§ **Task to carry out**:
Edit the data below by replacing each occurrence of "dry grass" with "withered grass", leaving everything else unchanged.

§ **Listed entries**:
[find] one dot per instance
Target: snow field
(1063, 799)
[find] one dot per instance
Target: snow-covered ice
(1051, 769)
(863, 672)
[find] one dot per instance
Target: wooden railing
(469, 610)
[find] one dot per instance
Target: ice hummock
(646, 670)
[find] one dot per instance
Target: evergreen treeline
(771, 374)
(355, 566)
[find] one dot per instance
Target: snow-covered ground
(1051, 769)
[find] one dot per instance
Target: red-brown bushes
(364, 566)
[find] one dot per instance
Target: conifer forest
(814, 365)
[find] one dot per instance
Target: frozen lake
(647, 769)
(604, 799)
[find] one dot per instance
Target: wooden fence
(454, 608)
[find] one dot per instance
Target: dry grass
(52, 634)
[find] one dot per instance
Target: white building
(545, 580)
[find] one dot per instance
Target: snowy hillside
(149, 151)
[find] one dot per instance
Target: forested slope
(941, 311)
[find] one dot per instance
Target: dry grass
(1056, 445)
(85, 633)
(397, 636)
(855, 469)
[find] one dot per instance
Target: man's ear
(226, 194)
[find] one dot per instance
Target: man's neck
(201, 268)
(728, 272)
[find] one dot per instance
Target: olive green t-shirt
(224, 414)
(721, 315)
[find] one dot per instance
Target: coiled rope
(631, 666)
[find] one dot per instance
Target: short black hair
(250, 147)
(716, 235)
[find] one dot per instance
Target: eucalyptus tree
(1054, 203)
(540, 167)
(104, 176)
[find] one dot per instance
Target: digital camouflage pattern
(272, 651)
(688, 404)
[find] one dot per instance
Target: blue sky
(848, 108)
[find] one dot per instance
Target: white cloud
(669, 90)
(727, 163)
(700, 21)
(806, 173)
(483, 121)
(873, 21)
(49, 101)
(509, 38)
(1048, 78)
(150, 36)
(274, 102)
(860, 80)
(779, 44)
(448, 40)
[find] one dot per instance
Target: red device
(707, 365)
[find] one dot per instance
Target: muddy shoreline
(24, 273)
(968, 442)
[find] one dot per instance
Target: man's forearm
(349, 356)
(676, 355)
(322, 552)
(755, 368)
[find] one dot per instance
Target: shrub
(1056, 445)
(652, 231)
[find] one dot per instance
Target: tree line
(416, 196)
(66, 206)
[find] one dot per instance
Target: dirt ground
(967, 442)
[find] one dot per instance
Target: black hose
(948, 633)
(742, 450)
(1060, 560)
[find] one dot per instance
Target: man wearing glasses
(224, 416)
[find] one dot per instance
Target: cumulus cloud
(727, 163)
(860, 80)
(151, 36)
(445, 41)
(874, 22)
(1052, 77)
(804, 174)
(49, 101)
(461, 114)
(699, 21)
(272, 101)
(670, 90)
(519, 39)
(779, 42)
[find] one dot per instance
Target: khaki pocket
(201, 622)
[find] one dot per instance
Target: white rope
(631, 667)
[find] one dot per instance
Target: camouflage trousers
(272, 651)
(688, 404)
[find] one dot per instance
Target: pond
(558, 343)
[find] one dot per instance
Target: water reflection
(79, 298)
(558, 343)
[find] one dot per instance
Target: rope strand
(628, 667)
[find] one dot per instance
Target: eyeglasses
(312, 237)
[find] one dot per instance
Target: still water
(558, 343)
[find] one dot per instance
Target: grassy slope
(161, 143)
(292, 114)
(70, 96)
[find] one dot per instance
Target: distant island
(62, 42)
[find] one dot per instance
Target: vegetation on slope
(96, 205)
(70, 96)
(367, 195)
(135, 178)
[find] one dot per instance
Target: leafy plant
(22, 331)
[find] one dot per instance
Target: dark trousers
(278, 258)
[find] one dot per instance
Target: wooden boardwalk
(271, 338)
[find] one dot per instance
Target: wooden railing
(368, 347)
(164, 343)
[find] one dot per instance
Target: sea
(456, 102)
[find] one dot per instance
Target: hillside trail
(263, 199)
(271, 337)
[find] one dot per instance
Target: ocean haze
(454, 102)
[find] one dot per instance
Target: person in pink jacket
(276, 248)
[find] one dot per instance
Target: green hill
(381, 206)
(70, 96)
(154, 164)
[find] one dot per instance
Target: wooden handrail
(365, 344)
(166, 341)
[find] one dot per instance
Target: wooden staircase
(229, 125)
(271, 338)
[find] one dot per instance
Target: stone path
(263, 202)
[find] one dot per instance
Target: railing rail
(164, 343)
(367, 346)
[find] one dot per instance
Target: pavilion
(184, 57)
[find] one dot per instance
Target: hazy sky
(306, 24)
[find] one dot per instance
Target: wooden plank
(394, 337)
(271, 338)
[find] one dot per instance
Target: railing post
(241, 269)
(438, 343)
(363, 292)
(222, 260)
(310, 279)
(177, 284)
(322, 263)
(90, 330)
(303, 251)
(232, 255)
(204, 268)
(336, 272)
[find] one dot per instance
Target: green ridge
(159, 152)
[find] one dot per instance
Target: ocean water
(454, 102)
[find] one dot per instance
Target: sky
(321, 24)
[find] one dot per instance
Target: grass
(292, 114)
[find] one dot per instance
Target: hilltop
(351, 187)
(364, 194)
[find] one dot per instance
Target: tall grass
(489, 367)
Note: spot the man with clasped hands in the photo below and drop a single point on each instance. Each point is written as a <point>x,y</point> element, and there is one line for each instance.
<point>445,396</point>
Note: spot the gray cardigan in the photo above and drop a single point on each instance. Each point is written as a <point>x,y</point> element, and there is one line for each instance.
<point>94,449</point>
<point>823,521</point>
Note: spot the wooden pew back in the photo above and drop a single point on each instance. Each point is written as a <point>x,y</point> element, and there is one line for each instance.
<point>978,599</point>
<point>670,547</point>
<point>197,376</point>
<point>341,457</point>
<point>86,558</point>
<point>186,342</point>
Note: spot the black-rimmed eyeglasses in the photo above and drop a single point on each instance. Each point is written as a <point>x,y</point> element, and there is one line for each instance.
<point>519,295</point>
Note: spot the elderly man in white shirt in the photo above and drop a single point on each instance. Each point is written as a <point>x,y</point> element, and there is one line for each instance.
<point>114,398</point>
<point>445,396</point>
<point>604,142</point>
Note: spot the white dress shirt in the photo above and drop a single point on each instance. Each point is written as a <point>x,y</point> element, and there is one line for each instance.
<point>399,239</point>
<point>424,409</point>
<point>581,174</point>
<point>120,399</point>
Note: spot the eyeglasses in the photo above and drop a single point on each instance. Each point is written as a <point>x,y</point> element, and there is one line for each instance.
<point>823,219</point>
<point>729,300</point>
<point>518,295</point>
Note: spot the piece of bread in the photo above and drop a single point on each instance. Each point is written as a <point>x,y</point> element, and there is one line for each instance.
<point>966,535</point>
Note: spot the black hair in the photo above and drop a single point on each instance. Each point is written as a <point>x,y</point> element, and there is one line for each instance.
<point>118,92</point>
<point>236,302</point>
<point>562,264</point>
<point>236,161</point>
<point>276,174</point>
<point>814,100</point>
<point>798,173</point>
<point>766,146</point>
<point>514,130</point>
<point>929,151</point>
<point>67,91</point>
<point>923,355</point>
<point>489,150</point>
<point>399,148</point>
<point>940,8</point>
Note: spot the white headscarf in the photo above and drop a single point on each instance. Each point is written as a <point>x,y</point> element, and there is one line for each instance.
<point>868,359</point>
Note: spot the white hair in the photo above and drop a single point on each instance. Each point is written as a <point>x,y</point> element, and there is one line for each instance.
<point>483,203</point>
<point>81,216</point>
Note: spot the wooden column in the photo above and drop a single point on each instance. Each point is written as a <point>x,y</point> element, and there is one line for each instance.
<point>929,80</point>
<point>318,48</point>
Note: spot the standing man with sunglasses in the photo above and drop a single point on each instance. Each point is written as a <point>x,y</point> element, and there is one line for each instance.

§ **Answer to this task**:
[find] one dot per instance
Target: snow field
(1063, 799)
[find] one dot per instance
Target: snow-covered ice
(1051, 769)
(863, 672)
[find] one dot per instance
Target: wooden railing
(469, 610)
[find] one dot per instance
Target: ice hummock
(646, 670)
[find] one dot per instance
Target: evergreen treeline
(771, 374)
(355, 566)
[find] one dot per instance
Target: snow-covered ground
(1051, 769)
[find] one dot per instance
Target: red-brown bushes
(364, 566)
[find] one dot per instance
Target: conifer forest
(814, 365)
[find] one dot per instance
Target: frozen lake
(647, 769)
(604, 799)
[find] one dot per instance
Target: wooden fence
(454, 608)
[find] one dot per instance
Target: withered grass
(52, 634)
[find] one dot per instance
Target: white building
(545, 580)
[find] one dot per instance
Target: snowy hillside
(149, 151)
[find] one dot per instance
Target: forested slope
(941, 311)
[find] one dot per instance
Target: withered grass
(1056, 445)
(85, 633)
(397, 636)
(855, 469)
[find] one dot per instance
Target: man's ear
(226, 194)
[find] one dot per instance
Target: man's neck
(201, 268)
(728, 272)
[find] one dot per instance
Target: olive green t-shirt
(224, 414)
(721, 315)
[find] one dot per instance
Target: coiled rope
(631, 666)
[find] one dot per instance
Target: short black hair
(250, 147)
(716, 235)
[find] one dot per instance
Target: eucalyptus tree
(1054, 203)
(540, 167)
(104, 176)
[find] one dot per instance
Target: digital camouflage pattern
(272, 651)
(688, 404)
[find] one dot per instance
Target: blue sky
(848, 108)
[find] one dot per instance
Target: white cloud
(669, 90)
(727, 163)
(700, 21)
(806, 173)
(483, 121)
(873, 21)
(49, 101)
(509, 38)
(1048, 78)
(150, 36)
(274, 102)
(860, 80)
(779, 44)
(448, 40)
[find] one dot per instance
Target: red device
(707, 365)
[find] one dot per instance
Target: muddy shoreline
(24, 273)
(968, 442)
[find] one dot per instance
Target: man's forearm
(349, 356)
(676, 355)
(322, 552)
(755, 368)
[find] one dot per instance
Target: shrub
(1056, 445)
(652, 231)
[find] one dot per instance
Target: tree line
(416, 196)
(66, 206)
[find] one dot per instance
Target: dirt ground
(967, 442)
[find] one dot per instance
Target: black hose
(948, 633)
(742, 450)
(1060, 560)
[find] one dot per instance
Target: man wearing glasses
(224, 416)
[find] one dot per instance
Target: cumulus cloud
(727, 163)
(860, 80)
(151, 36)
(445, 41)
(874, 22)
(1052, 77)
(804, 174)
(49, 101)
(461, 114)
(699, 21)
(272, 101)
(670, 90)
(519, 39)
(779, 42)
[find] one dot per instance
Target: khaki pocket
(201, 622)
[find] one dot per instance
Target: white rope
(631, 667)
[find] one dot per instance
Target: camouflage trousers
(272, 651)
(688, 404)
[find] one dot per instance
Target: pond
(558, 343)
[find] one dot per instance
Target: water reflection
(79, 298)
(558, 343)
[find] one dot per instance
Target: rope strand
(628, 667)
[find] one dot per instance
Target: eyeglasses
(312, 237)
[find] one dot per instance
Target: still water
(558, 343)
[find] one dot per instance
Target: grassy slope
(161, 143)
(292, 114)
(70, 96)
[find] one dot per instance
Target: distant island
(62, 42)
[find] one dot per instance
Target: vegetation on slope
(96, 205)
(70, 96)
(367, 195)
(135, 178)
[find] one dot per instance
Target: leafy plant
(22, 331)
[find] one dot per instance
Target: dark trousers
(278, 258)
[find] one dot per instance
Target: wooden boardwalk
(271, 338)
[find] one dot per instance
Target: wooden railing
(368, 347)
(164, 343)
[find] one dot per instance
Target: sea
(456, 102)
[find] one dot per instance
Target: hillside trail
(263, 199)
(271, 337)
[find] one dot per instance
Target: ocean haze
(454, 102)
[find] one dot per instance
Target: person in pink jacket
(276, 248)
[find] one dot per instance
Target: green hill
(381, 206)
(70, 96)
(154, 164)
[find] one dot per instance
Target: wooden handrail
(365, 344)
(166, 341)
[find] one dot per instance
Target: wooden staircase
(229, 125)
(271, 338)
[find] one dot per instance
Target: stone path
(263, 202)
[find] one dot per instance
Target: railing rail
(164, 343)
(367, 346)
[find] one dot per instance
Target: pavilion
(184, 57)
[find] one dot per instance
Target: hazy sky
(306, 24)
[find] one dot per instance
Target: wooden plank
(394, 337)
(271, 338)
[find] one dot per instance
Target: railing post
(241, 269)
(438, 343)
(363, 292)
(222, 260)
(310, 279)
(177, 284)
(322, 263)
(90, 330)
(303, 251)
(232, 255)
(204, 268)
(336, 272)
[find] one dot per instance
Target: green ridge
(159, 152)
[find] one dot per instance
Target: ocean water
(454, 102)
[find] one dot per instance
Target: sky
(321, 24)
[find] one dot per instance
Target: grass
(292, 114)
[find] one dot per instance
Target: hilltop
(351, 187)
(364, 194)
[find] one dot per instance
Target: tall grass
(489, 367)
Note: spot the man with clasped hands in the photo below and drop a single point on each instance. Each point is written as a <point>x,y</point> element, and there is one line for each instance.
<point>445,396</point>
Note: spot the gray cardigan in the photo above and drop a single point on each instance. Each point is written as a <point>x,y</point> element, and there is one line for each instance.
<point>94,449</point>
<point>823,521</point>
Note: spot the wooden pew back in the photo above and drop a single point on each instance. Each point is written as a <point>x,y</point> element, and there is one line for each instance.
<point>978,599</point>
<point>670,547</point>
<point>197,376</point>
<point>341,457</point>
<point>86,558</point>
<point>186,342</point>
Note: spot the black-rimmed eyeglasses in the photo above and drop a single point on each instance. Each point is written as a <point>x,y</point> element, and there is one line for each instance.
<point>519,295</point>
Note: spot the elderly man in white shirt in the photo above and drop a single point on each instance. Each point is written as a <point>x,y</point> element, and there is one line for each instance.
<point>114,398</point>
<point>445,396</point>
<point>604,142</point>
Note: spot the white dress shirt in the photo above and drop a single point on each instance. Each point is written as a <point>x,y</point> element, and there is one line for each instance.
<point>399,239</point>
<point>424,409</point>
<point>581,174</point>
<point>120,399</point>
Note: spot the eyeglasses in the photo above and drop a single point on each instance. Each point is written as a <point>x,y</point> element, and there is one line for each instance.
<point>823,219</point>
<point>729,300</point>
<point>518,295</point>
Note: spot the piece of bread in the photo above and drop a single point on each instance. Each point is written as a <point>x,y</point> element, and there is one line for each instance.
<point>966,535</point>
Note: spot the black hair in the photo above and drop a single point on each instance. Each point is written as a <point>x,y</point> element, and there is one line for each instance.
<point>118,92</point>
<point>236,302</point>
<point>562,264</point>
<point>236,161</point>
<point>276,174</point>
<point>814,100</point>
<point>798,173</point>
<point>766,146</point>
<point>514,130</point>
<point>929,151</point>
<point>67,91</point>
<point>923,355</point>
<point>489,150</point>
<point>399,148</point>
<point>940,8</point>
Note: spot the white headscarf in the photo above and drop a single point on each instance. Each point is written as a <point>x,y</point> element, and there is one line for each instance.
<point>868,359</point>
Note: spot the white hair in the photo above and drop a single point on each instance. Each point is written as a <point>x,y</point> element, and there is one line for each instance.
<point>483,203</point>
<point>81,216</point>
Note: spot the wooden column in the photo above and drop a single point on each instance. Each point is written as a <point>x,y</point> element, and there is one line for each instance.
<point>929,80</point>
<point>318,48</point>
Note: spot the standing man with sunglasses in the photo above and drop a single point on each instance. Each point is written as a <point>x,y</point> element, and there is one line for each instance.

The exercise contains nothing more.